DESCRIPTION OF THE TASK:
Each line from the one containing "formatted as [842,459]." through the end of the listing below must be copied exactly; pictures are excluded.

|---|

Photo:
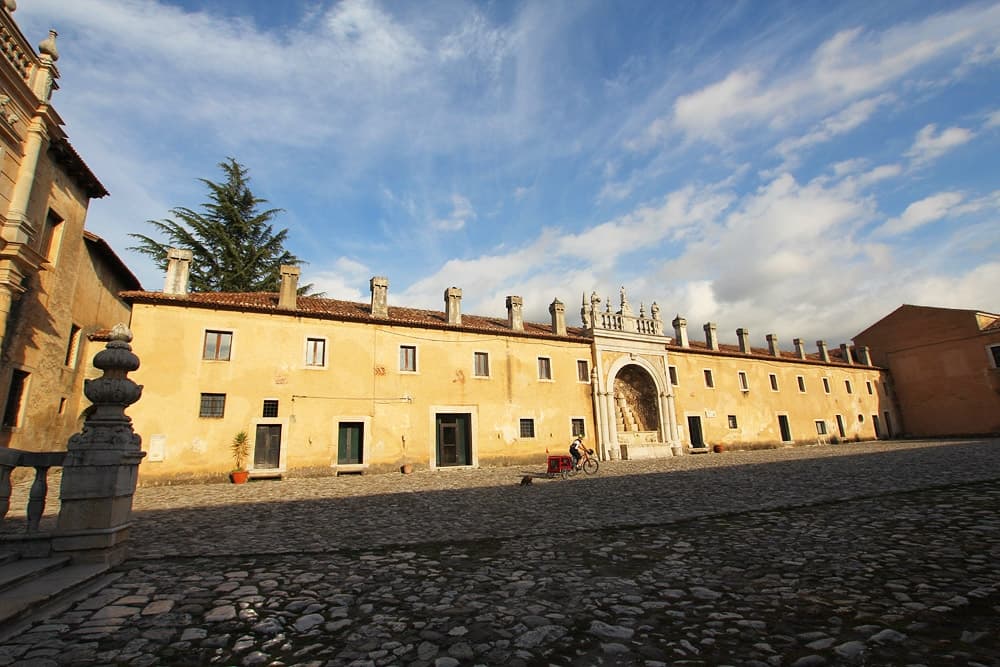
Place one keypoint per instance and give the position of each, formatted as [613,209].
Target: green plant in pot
[240,448]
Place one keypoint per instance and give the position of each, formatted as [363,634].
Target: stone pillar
[558,312]
[711,337]
[515,320]
[102,463]
[680,331]
[743,336]
[288,297]
[380,296]
[178,271]
[772,345]
[453,306]
[845,351]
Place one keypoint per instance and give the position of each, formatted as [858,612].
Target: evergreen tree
[234,246]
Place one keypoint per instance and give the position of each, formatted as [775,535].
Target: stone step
[31,586]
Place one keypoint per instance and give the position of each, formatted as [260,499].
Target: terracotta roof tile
[335,309]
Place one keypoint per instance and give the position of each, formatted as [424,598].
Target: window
[481,363]
[212,405]
[544,368]
[218,345]
[316,352]
[15,398]
[408,358]
[73,348]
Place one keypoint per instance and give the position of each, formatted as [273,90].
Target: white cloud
[920,213]
[930,144]
[461,213]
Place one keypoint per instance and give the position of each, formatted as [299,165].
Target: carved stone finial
[48,46]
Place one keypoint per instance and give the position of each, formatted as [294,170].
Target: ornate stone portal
[633,397]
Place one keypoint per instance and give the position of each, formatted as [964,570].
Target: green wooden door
[350,443]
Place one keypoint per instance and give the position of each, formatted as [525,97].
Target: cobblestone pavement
[867,554]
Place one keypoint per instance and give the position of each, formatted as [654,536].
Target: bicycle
[588,463]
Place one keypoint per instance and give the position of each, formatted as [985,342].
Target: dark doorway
[694,433]
[267,446]
[350,443]
[786,431]
[454,446]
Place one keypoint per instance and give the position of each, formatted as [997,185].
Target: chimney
[558,312]
[680,331]
[743,336]
[178,271]
[514,318]
[711,338]
[772,345]
[380,296]
[288,297]
[845,350]
[453,305]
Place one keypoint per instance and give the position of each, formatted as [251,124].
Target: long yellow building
[330,387]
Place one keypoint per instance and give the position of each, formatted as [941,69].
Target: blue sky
[798,168]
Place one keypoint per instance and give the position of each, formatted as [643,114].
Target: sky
[795,168]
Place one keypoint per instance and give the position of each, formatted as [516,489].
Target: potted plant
[240,447]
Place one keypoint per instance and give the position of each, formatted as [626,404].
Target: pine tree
[234,246]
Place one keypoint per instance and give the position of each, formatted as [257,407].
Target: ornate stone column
[102,462]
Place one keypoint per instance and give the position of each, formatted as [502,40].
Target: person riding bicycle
[577,450]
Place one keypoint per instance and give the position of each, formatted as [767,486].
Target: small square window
[408,358]
[316,352]
[212,405]
[481,363]
[218,345]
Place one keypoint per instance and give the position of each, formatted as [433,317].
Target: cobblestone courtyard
[862,554]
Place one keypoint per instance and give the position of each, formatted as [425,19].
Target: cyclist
[576,450]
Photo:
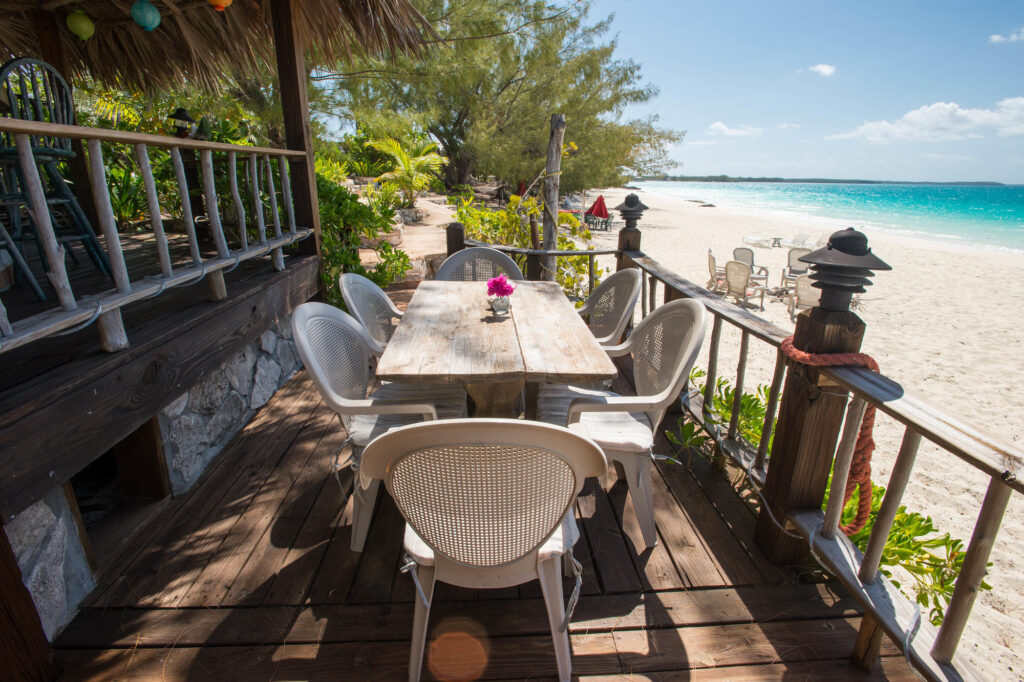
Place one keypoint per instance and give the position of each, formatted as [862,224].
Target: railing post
[455,233]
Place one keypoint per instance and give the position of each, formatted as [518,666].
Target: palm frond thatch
[198,44]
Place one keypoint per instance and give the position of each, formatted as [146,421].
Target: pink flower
[500,286]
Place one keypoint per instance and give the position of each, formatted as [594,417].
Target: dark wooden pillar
[809,421]
[53,53]
[292,78]
[24,650]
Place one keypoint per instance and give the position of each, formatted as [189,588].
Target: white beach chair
[487,504]
[336,350]
[610,306]
[738,284]
[477,264]
[804,295]
[664,346]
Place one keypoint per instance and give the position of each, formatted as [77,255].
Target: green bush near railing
[932,558]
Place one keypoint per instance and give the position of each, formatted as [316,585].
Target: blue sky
[877,90]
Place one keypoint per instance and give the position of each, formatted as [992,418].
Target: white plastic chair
[336,350]
[664,346]
[744,255]
[804,295]
[368,303]
[488,504]
[738,284]
[794,267]
[610,305]
[477,264]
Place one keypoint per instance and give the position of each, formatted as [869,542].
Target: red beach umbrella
[598,209]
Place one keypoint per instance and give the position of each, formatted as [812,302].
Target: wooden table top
[449,335]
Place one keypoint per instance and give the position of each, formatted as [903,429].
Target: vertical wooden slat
[744,345]
[257,198]
[41,217]
[716,337]
[279,255]
[769,425]
[153,202]
[286,194]
[973,571]
[890,504]
[240,209]
[841,469]
[186,214]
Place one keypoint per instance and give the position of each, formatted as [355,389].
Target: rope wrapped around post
[860,467]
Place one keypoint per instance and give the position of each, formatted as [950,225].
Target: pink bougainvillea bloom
[500,286]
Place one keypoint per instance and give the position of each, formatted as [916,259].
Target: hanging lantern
[79,24]
[145,14]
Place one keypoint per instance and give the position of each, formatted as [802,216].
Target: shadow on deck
[250,577]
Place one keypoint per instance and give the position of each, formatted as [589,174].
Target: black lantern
[843,268]
[182,122]
[631,209]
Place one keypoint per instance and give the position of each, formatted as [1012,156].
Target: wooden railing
[104,308]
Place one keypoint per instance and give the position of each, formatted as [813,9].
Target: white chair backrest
[665,345]
[368,303]
[477,264]
[336,350]
[482,493]
[743,255]
[612,303]
[737,278]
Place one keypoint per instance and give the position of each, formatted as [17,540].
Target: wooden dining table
[449,335]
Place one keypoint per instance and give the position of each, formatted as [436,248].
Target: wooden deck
[249,577]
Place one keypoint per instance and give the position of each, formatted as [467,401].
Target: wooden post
[809,421]
[24,649]
[292,76]
[549,264]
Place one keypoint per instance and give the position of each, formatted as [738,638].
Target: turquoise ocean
[981,215]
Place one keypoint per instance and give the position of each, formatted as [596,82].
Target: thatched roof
[198,44]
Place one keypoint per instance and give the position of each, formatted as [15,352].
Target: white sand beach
[944,323]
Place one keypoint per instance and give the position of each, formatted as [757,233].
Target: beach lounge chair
[804,295]
[795,267]
[664,346]
[739,285]
[487,503]
[477,264]
[610,306]
[336,351]
[744,255]
[717,281]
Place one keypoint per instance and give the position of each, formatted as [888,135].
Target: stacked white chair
[664,346]
[488,504]
[610,305]
[477,264]
[336,351]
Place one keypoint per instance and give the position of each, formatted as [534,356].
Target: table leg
[495,398]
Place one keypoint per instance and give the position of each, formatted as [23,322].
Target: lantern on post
[842,268]
[182,122]
[145,14]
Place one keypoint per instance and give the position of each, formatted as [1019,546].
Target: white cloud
[943,121]
[1012,38]
[719,128]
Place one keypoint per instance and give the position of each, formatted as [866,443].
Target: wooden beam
[126,389]
[292,77]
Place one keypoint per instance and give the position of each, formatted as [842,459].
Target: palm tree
[414,168]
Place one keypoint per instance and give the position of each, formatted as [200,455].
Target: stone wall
[199,423]
[48,550]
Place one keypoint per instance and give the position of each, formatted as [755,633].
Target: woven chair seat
[610,430]
[559,543]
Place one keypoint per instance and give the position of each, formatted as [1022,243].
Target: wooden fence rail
[104,308]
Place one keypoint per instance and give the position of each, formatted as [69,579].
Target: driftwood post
[553,169]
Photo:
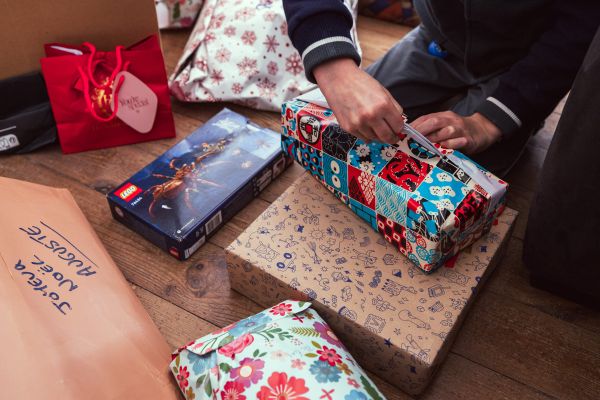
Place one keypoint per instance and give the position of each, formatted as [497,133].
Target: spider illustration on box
[186,178]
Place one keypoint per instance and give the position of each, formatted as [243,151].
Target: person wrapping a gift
[476,75]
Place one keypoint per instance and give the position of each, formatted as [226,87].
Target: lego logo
[128,192]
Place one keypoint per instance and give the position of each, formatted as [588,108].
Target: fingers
[433,122]
[446,133]
[455,143]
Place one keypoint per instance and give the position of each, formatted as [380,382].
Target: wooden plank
[460,378]
[531,347]
[511,279]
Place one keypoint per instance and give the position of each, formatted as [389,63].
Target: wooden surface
[517,342]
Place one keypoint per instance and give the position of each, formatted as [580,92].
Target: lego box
[186,194]
[397,321]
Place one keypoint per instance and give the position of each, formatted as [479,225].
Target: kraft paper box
[397,321]
[284,352]
[411,188]
[71,326]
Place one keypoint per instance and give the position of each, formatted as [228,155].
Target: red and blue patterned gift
[427,201]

|---|

EXPECTED OUTPUT:
Place one keypoint per instance and give the position of each, formatted as [842,459].
Target: palm tree
[414,168]
Place one keypoint per instance and give the position of each, formatted as [200,455].
Target: stone wall
[199,423]
[48,550]
Place one keypoint per instance and give the position of each, formatted as [755,633].
Target: woven chair seat
[610,430]
[559,543]
Place one keypoint per instance and give the position of each, formatted as [1022,243].
Target: wooden fence rail
[104,308]
Place one keypoint per instance and give the position of each, formatted as [69,579].
Target: driftwood post
[553,169]
Photo:
Place one keypoint per instance and give the position of each, formatted as [497,133].
Target: spider illustration on box
[186,178]
Place one keypoint per instance and give the position of each, formatted as [243,151].
Target: person wrapping a gift
[476,75]
Place one keypoint per instance and give the position of each, formatted as [226,87].
Target: lego logo
[128,192]
Place one keypoint per instance and give the position of each, formatted as [588,108].
Target: fingers
[433,122]
[446,133]
[455,143]
Place one keypoint per instance and give the position of each, formatted as [380,382].
Target: wooden plank
[460,378]
[531,347]
[511,279]
Place one keypoint per instance and give the position of each, formatted as [389,63].
Target: wooden surface
[517,342]
Place one keypoint per instance and give the position of each, formatted as [580,92].
Target: lego box
[186,194]
[397,321]
Place one keypoint per instance and give the position of each, formatted as [479,225].
Target: kraft paper box
[397,321]
[284,352]
[411,188]
[71,326]
Place one keypoint per instance and give the position of each, formatted as [228,155].
Target: red and blue patterned gift
[427,201]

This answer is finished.